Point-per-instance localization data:
▶
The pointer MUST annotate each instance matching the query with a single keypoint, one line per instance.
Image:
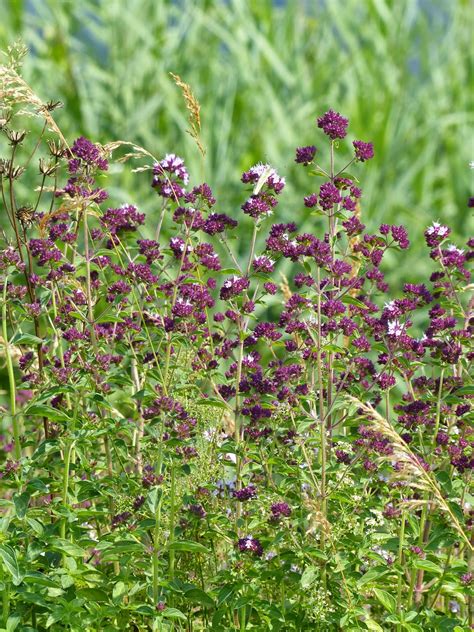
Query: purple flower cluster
(170, 176)
(249, 544)
(333, 125)
(305, 155)
(86, 154)
(268, 185)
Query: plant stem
(11, 377)
(156, 536)
(67, 463)
(400, 562)
(172, 519)
(323, 432)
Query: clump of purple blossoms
(170, 176)
(268, 185)
(86, 154)
(246, 493)
(333, 124)
(305, 155)
(248, 544)
(363, 151)
(279, 510)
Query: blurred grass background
(400, 70)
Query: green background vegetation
(401, 71)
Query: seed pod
(16, 137)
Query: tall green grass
(401, 71)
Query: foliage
(191, 444)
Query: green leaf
(21, 504)
(386, 599)
(190, 547)
(64, 546)
(317, 172)
(120, 589)
(372, 575)
(42, 410)
(427, 565)
(10, 561)
(208, 401)
(25, 339)
(40, 579)
(196, 594)
(308, 577)
(345, 174)
(372, 625)
(12, 623)
(153, 499)
(225, 594)
(92, 594)
(173, 613)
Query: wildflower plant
(191, 441)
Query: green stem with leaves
(11, 377)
◀
PROBLEM DETAILS:
Pictures don't belong in the copy. Restate all the entries exactly.

TASK RESPONSE:
The pointer MUST annotate each instance matching the query with a single keypoint, one line per instance.
Image:
Query: purple flower cluster
(170, 176)
(249, 544)
(333, 125)
(305, 155)
(86, 154)
(268, 185)
Query: plant stem
(11, 377)
(156, 536)
(67, 463)
(400, 562)
(172, 519)
(323, 432)
Query: clump of purple blossoms
(170, 176)
(268, 185)
(86, 154)
(246, 493)
(333, 124)
(305, 155)
(248, 544)
(363, 151)
(279, 510)
Query: blurred grass background
(400, 70)
Query: green background vegetation
(401, 71)
Query: seed pod
(16, 137)
Query: tall green grass
(401, 71)
Query: foliage
(191, 444)
Query: green leaf
(21, 504)
(386, 599)
(190, 547)
(64, 546)
(317, 172)
(120, 589)
(372, 575)
(42, 410)
(427, 565)
(10, 561)
(208, 401)
(25, 339)
(40, 579)
(196, 594)
(308, 577)
(345, 174)
(372, 625)
(12, 623)
(153, 499)
(225, 594)
(92, 594)
(173, 613)
Query: wildflower plant
(191, 441)
Query: green stem with leaves
(11, 377)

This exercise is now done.